• Problem to work on:
Can you set out the material as a Markdown table with the columns Row and Line, starting with the line that contains "woman's shadow is?" and going on through the line that contains "[149,240,181,278]", numbering each row and leaving out blank lines?

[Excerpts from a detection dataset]
* begin *

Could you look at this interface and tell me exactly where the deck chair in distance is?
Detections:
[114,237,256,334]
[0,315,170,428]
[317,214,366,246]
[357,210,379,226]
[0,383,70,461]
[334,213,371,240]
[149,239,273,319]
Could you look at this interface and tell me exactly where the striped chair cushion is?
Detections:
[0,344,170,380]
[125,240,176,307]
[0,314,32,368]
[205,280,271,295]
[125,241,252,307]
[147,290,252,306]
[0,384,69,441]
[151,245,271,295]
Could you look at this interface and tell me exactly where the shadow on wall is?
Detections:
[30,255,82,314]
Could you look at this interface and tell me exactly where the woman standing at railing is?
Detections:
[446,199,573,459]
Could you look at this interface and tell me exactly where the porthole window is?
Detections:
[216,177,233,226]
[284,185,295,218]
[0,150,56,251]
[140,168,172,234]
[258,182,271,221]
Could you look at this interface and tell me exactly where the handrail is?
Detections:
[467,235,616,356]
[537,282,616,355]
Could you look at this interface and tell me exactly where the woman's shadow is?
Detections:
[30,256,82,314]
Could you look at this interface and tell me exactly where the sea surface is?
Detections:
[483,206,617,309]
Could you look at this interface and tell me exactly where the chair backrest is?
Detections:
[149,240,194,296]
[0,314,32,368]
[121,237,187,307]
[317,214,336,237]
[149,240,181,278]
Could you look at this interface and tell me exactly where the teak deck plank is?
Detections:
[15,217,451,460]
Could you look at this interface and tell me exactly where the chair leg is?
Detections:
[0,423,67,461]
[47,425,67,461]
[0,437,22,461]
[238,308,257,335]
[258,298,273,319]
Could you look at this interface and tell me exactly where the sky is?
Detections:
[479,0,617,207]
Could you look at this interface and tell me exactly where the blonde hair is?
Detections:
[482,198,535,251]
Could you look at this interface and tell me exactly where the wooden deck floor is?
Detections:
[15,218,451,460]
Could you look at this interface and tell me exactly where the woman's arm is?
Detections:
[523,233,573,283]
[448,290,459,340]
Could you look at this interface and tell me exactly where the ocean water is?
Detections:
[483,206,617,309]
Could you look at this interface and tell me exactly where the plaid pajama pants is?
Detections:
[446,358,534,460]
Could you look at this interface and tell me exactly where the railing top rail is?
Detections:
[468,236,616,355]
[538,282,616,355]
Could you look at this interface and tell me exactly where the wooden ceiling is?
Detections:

* end *

• Exercise result:
| Row | Line |
|---|---|
| 1 | Could you look at this interface and tell me exactly where the woman's shadow is? |
| 2 | Detections: |
| 3 | [30,256,82,314] |
| 4 | Could you look at this interface and tell me exactly where the sea surface is? |
| 5 | Detections: |
| 6 | [483,206,617,309] |
| 7 | Could you look at this interface and tell me exactly where the chair backrest is? |
| 8 | Detections: |
| 9 | [149,240,194,296] |
| 10 | [0,314,32,368] |
| 11 | [121,237,187,307] |
| 12 | [317,214,336,237] |
| 13 | [149,240,181,278] |